▸ Task set
a - Answer these about the article on ghettos in Moscow:
(i) In Western cities, what do people of a particular race, ethnicity, or region form when ghettos emerge?
(ii) What two reasons does the article give for people of any particular group not living together in Moscow?
(iii) Which three institutions does the quoted remark say migrants have of their own?
b - From the article on ghettos in Moscow, write out the passage starting at "In Moscow, however, ghettos" and ending at "Demintseva says (lenta.ru/articles/2019/02/10/migr/).".

▸ Excerpt to read
_ _ _ _
Paul
Goble
Staunton, February 11 – In Western
cities, ghettos have emerged when people of a particular race, ethnicity, or
region come into them and form tightly organized communities whose members live
in one place and have most or all of the institutions, religious, ethnic or professional,
they need in that place.
In Moscow, however, ghettos of that
kind have not emerged. People of any particular group do not live together
because of the low mobility of the population as a whole and because of the
continuing shadow of the Soviet-era propiska system which limited that as well,
Yekaterina Demintseva says (lenta.ru/articles/2019/02/10/migr/).
Instead, while
people of different ethnicities or religious live intermixed with others, they
live “in parallel worlds,” travelling about the city to go to mosques, schools,
markets or other institutions that service just their group. “Migrants have
their own hospitals, kindergartens and nightclubs, but Russians do not see
them,” she says.
_ _ _ _
▸ Raw data

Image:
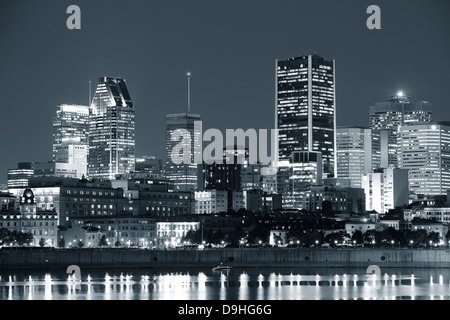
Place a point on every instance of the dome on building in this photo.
(27, 197)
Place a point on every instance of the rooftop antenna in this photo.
(189, 91)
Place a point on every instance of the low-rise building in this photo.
(42, 224)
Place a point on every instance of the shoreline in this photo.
(38, 258)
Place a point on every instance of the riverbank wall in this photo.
(245, 257)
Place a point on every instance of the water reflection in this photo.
(235, 284)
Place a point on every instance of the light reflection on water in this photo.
(234, 284)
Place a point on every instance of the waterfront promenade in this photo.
(36, 258)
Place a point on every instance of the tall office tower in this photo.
(71, 138)
(297, 176)
(389, 116)
(425, 152)
(358, 152)
(184, 175)
(111, 130)
(386, 189)
(70, 127)
(306, 108)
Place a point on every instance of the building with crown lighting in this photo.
(184, 175)
(306, 108)
(71, 137)
(425, 152)
(111, 130)
(389, 117)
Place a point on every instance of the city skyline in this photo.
(221, 93)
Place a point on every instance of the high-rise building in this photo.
(185, 174)
(386, 189)
(389, 116)
(71, 138)
(111, 130)
(306, 108)
(70, 127)
(358, 152)
(297, 176)
(425, 152)
(18, 177)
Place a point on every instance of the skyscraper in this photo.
(71, 137)
(389, 116)
(184, 175)
(306, 108)
(358, 152)
(111, 130)
(70, 127)
(386, 189)
(297, 176)
(425, 152)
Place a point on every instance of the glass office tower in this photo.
(111, 130)
(306, 108)
(184, 175)
(390, 116)
(425, 152)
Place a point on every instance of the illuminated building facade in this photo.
(389, 117)
(358, 152)
(111, 130)
(19, 176)
(170, 233)
(184, 175)
(297, 176)
(306, 108)
(425, 152)
(386, 189)
(42, 224)
(71, 136)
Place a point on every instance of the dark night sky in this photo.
(230, 48)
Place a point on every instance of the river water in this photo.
(234, 284)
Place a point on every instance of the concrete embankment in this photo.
(265, 257)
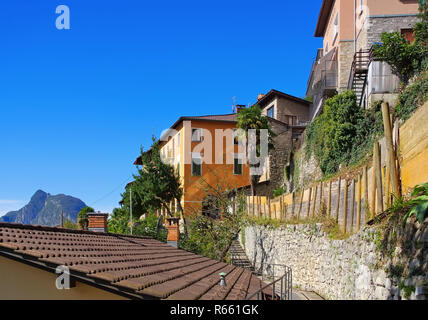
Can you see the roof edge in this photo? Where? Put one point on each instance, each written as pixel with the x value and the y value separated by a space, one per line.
pixel 324 14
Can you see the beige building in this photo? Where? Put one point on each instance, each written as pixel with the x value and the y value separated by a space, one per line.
pixel 349 29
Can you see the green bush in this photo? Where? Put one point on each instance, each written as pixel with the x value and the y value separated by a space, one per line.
pixel 412 97
pixel 343 133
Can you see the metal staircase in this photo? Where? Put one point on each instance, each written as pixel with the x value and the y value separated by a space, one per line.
pixel 239 257
pixel 359 72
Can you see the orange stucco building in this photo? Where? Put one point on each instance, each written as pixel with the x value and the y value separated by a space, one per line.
pixel 204 152
pixel 349 29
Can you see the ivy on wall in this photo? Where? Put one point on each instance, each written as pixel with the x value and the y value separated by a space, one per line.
pixel 344 133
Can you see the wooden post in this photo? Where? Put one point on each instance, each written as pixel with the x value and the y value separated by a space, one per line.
pixel 353 205
pixel 329 199
pixel 387 183
pixel 359 203
pixel 301 203
pixel 293 198
pixel 390 149
pixel 345 207
pixel 315 201
pixel 378 176
pixel 321 194
pixel 338 200
pixel 309 202
pixel 366 191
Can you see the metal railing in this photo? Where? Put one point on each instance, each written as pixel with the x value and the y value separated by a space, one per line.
pixel 277 289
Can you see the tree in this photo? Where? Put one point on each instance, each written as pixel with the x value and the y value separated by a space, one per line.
pixel 70 225
pixel 157 183
pixel 82 218
pixel 155 186
pixel 213 237
pixel 252 118
pixel 406 59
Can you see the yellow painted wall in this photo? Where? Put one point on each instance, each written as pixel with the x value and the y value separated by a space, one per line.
pixel 414 149
pixel 212 174
pixel 19 281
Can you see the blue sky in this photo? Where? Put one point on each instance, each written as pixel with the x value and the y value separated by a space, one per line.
pixel 76 105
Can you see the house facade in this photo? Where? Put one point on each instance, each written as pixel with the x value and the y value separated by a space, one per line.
pixel 349 30
pixel 206 152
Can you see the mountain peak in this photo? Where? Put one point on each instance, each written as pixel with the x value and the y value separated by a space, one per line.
pixel 44 209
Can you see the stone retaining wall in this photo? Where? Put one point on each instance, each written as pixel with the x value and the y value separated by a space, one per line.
pixel 335 269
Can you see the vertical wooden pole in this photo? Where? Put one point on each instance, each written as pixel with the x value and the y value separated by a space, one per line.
pixel 378 176
pixel 321 194
pixel 353 205
pixel 387 183
pixel 345 207
pixel 329 199
pixel 301 203
pixel 309 202
pixel 366 191
pixel 390 149
pixel 359 203
pixel 338 200
pixel 315 200
pixel 293 200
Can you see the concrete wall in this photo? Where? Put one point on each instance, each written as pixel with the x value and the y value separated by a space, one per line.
pixel 414 149
pixel 350 269
pixel 19 281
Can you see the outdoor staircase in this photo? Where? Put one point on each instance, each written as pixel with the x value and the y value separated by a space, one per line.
pixel 239 257
pixel 359 72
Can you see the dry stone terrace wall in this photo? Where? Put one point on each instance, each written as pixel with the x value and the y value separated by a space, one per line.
pixel 335 269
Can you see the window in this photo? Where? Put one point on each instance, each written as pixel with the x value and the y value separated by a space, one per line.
pixel 271 112
pixel 237 165
pixel 196 164
pixel 237 140
pixel 196 135
pixel 178 168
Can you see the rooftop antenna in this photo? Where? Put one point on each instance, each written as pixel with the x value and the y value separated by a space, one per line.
pixel 234 105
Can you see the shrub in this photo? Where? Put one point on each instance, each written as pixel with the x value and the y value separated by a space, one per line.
pixel 412 97
pixel 343 133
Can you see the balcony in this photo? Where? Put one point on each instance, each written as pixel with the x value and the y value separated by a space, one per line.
pixel 323 81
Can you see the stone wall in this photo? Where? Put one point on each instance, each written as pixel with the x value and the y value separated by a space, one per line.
pixel 351 269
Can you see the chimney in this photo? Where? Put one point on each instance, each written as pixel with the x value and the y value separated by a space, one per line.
pixel 240 107
pixel 97 222
pixel 173 231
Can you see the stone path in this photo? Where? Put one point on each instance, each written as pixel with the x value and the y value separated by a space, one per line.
pixel 239 258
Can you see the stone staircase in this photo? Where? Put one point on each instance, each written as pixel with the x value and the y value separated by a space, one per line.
pixel 238 256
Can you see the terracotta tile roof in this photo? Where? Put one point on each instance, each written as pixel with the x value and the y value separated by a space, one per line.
pixel 142 267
_ _ _ _
▸ Answers to the tasks
a -
(i) Tightly organized communities whose members live in one place and have most or all of the institutions they need there.
(ii) The low mobility of the population as a whole and the continuing shadow of the Soviet-era propiska system.
(iii) Hospitals, kindergartens and nightclubs.

b -
In Moscow, however, ghettos of that
kind have not emerged. People of any particular group do not live together
because of the low mobility of the population as a whole and because of the
continuing shadow of the Soviet-era propiska system which limited that as well,
Yekaterina Demintseva says (lenta.ru/articles/2019/02/10/migr/).